多官能ポリオキシアルキレンポリオール(a1)の水酸基価は、硬化物のカット性向上の観点から、28mgKOH/g以上であることが好ましく、45mgKOH/g以上であることが更に好ましい。
水酸基価は、JIS K 1557-1に記載の方法により測定することができる。
【0048】
ポリオキシアルキレンポリオール(a11)及びそのEO付加物(a12)はそれぞれ2種以上併用してもよい。併用の態様としては、例えばベース剤[一般式(1)中の残基Xを構成するm個の活性水素原子を有する化合物]のタイプの異なるもの[例えば多価アルコール(ソルビトール等)をベースとするものとポリアミン(トリエチレンテトラミン等)をベースとするもの]、官能基数[一般式(1)中のm]の異なるもの[例えば4~5官能化合物(ペンタエリスリトール等)をベースとするものと5~10官能化合物(ジペンタエリスリトール、ソルビトール及びスクロース等)をベースとするもの]、水酸基価又はAO付加モル数[一般式(1)中のp+q]の異なるもの[水酸基価300mgKOH/g以上のものと300mgKOH/g未満(好ましくは30mgKOH/g以上、300mgKOH/g未満)のもの]の併用等が挙げられる。

### データセット
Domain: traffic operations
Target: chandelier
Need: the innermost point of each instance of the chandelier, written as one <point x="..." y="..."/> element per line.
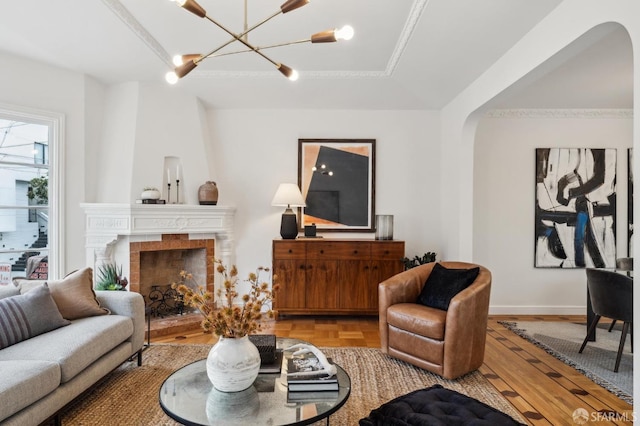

---

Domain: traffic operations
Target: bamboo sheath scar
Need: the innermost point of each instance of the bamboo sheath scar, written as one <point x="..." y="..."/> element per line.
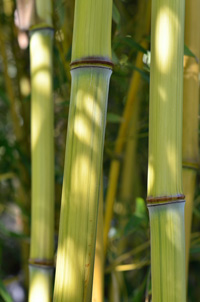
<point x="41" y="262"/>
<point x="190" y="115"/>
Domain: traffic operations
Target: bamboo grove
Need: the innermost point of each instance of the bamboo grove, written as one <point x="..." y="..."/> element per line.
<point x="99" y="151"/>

### 作業指示
1 – ポリオールについての本文をもとに、次の問いに答えてください。
(a) 多官能ポリオキシアルキレンポリオール(a1)の水酸基価は、更に好ましくはいくら以上とされているか。
(b) 水酸基価の測定方法は、どの規格に記載されているか。
(c) 4~5官能化合物の例として括弧内に挙げられているものは何か。
2 – ポリオールについての本文のうち、「多官能ポリオキシアルキレンポ」から「もの]の併用等が挙げられる。」までを一字も変えずに書き写してください。
3 – ポリオールについての本文を、最後の文の後から書き進めてください。

### 回答一覧
1 –
(a) 45mgKOH/g以上
(b) JIS K 1557-1
(c) ペンタエリスリトール

2 –
多官能ポリオキシアルキレンポリオール(a1)の水酸基価は、硬化物のカット性向上の観点から、28mgKOH/g以上であることが好ましく、45mgKOH/g以上であることが更に好ましい。
水酸基価は、JIS K 1557-1に記載の方法により測定することができる。
【0048】
ポリオキシアルキレンポリオール(a11)及びそのEO付加物(a12)はそれぞれ2種以上併用してもよい。併用の態様としては、例えばベース剤[一般式(1)中の残基Xを構成するm個の活性水素原子を有する化合物]のタイプの異なるもの[例えば多価アルコール(ソルビトール等)をベースとするものとポリアミン(トリエチレンテトラミン等)をベースとするもの]、官能基数[一般式(1)中のm]の異なるもの[例えば4~5官能化合物(ペンタエリスリトール等)をベースとするものと5~10官能化合物(ジペンタエリスリトール、ソルビトール及びスクロース等)をベースとするもの]、水酸基価又はAO付加モル数[一般式(1)中のp+q]の異なるもの[水酸基価300mgKOH/g以上のものと300mgKOH/g未満(好ましくは30mgKOH/g以上、300mgKOH/g未満)のもの]の併用等が挙げられる。

3 –
【0049】
本発明におけるポリオール成分(a)を構成する多官能ポリオキシアルキレンポリオール(a1)の好ましい具体例としては、ペンタエリスリトールのPO付加物及びPO/1,2-BO共付加物(ブロック)、ジペンタエリスリトールのPO付加物及びPO/1,2-BO共付加物(ブロック)、ポリグリセリンのPO付加物及びPO/1,2-BO共付加物(ブロック)、ソルビトールのPO付加物及びPO/1,2-BO共付加物(ブロック)、スクロースのPO付加物及びPO/1,2-BO共付加物(ブロック)等が挙げられる。これらのうち、粘着剤の膜強度と浮き剥がれがなく剥がすときに容易に剥がすことができる観点から更に好ましくはソルビトールのPO付加物及びPO/1,2-BO共付加物(ブロック)であり、特に好ましくはソルビトールのPO50~200モル付加物である。
【0050】
本発明におけるポリオール成分(a)は、上記多官能ポリオキシアルキレンポリオール(a1)以外に、その他のポリオール(a2)を含有することができる。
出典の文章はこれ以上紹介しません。